> **To be done**: Could you print all the entries exactly?

> **Record list**:

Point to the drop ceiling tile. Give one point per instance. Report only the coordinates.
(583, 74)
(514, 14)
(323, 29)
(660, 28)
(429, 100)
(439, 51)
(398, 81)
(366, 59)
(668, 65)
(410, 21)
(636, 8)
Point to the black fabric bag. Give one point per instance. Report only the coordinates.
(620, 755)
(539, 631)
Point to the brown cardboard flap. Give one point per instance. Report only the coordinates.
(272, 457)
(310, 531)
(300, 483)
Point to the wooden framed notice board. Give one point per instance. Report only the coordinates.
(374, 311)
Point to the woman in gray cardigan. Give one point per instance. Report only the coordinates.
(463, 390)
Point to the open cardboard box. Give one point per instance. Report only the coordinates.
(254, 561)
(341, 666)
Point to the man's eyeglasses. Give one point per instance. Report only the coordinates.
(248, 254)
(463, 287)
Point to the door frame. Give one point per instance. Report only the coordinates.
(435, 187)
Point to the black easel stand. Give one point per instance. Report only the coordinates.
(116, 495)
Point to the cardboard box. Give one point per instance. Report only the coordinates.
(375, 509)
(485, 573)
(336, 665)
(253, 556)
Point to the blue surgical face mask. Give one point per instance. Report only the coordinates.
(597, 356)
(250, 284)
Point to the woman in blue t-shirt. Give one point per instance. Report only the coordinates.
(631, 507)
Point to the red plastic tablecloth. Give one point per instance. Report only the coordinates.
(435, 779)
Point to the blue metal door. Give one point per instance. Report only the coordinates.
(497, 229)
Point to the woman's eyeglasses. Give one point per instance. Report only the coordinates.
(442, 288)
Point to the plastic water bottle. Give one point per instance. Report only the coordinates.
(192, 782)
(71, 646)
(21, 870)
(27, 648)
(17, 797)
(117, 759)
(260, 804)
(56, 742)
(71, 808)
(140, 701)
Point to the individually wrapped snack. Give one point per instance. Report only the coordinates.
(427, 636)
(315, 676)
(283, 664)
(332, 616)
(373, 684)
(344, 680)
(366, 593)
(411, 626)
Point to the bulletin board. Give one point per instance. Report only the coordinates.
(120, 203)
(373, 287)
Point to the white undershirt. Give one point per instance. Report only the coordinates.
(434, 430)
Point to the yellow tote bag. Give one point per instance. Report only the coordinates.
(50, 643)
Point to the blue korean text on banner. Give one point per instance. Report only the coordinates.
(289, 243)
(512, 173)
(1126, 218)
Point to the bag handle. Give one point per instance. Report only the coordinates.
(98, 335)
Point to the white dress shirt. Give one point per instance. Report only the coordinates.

> **Answer to the problem**:
Point to the drop ceiling tile. Give one point per instance. Report only the coordinates.
(583, 74)
(514, 14)
(323, 29)
(660, 28)
(429, 100)
(439, 51)
(398, 81)
(366, 59)
(668, 65)
(410, 21)
(636, 8)
Point to the black fabric bag. Give one point per instance. Report only the coordinates.
(620, 755)
(539, 631)
Point to the brown cardboard flap. Give one point per instance. Report only the coordinates.
(272, 457)
(310, 531)
(300, 483)
Point to the wooden framed notice board. Give one point per instance. Report only the coordinates.
(374, 311)
Point to the woman in gray cardigan. Give one point per instance. Report only the coordinates.
(463, 390)
Point to the open cardboard box. Give one point per instance. Report only the coordinates.
(254, 561)
(341, 666)
Point to the man's eyeglasses. Give one point per instance. Report only the coordinates.
(248, 254)
(463, 287)
Point to the door frame. Give one point per instance. Report only the coordinates.
(435, 187)
Point to the black easel stand. Give one point per instance. Report only the coordinates.
(116, 495)
Point to the cardboard box. Give one point per instance. Report only the coordinates.
(375, 509)
(485, 573)
(336, 665)
(253, 556)
Point to the blue surgical face mask. Give one point per instance. Report only the coordinates.
(597, 356)
(250, 284)
Point to the woman in blue t-shirt. Give one point per instance. Report only the coordinates.
(631, 507)
Point to the red plastic tablecloth. Give one point per instance. Report only the coordinates.
(435, 779)
Point to the blue metal door. Give one point per instance. Report only the coordinates.
(497, 229)
Point to the woman's eyeglasses. Give one point per instance. Report only the coordinates.
(442, 288)
Point to the plastic water bottle. Give one point per instance. Report only the coordinates.
(192, 782)
(71, 646)
(21, 870)
(27, 648)
(17, 797)
(117, 759)
(260, 804)
(56, 742)
(71, 808)
(140, 701)
Point to the individually wrapped snack. Give one point per instance. Report only the coordinates.
(427, 636)
(315, 676)
(283, 664)
(332, 616)
(373, 684)
(344, 680)
(366, 593)
(411, 626)
Point to the bulletin board. Give one point per instance. Report only the coordinates.
(120, 203)
(373, 287)
Point to the white undershirt. Give one point per instance. Report only the coordinates.
(434, 430)
Point to the yellow tote bag. Give one point per instance. Report only the coordinates.
(50, 643)
Point to the blue korean text on banner. Give one point per instance. Report only the coordinates.
(289, 243)
(512, 173)
(1126, 218)
Point to the bag handle. Give one point per instance. Report only the coordinates.
(98, 335)
Point to the white dress shirt. Give one point per instance. Report only the coordinates.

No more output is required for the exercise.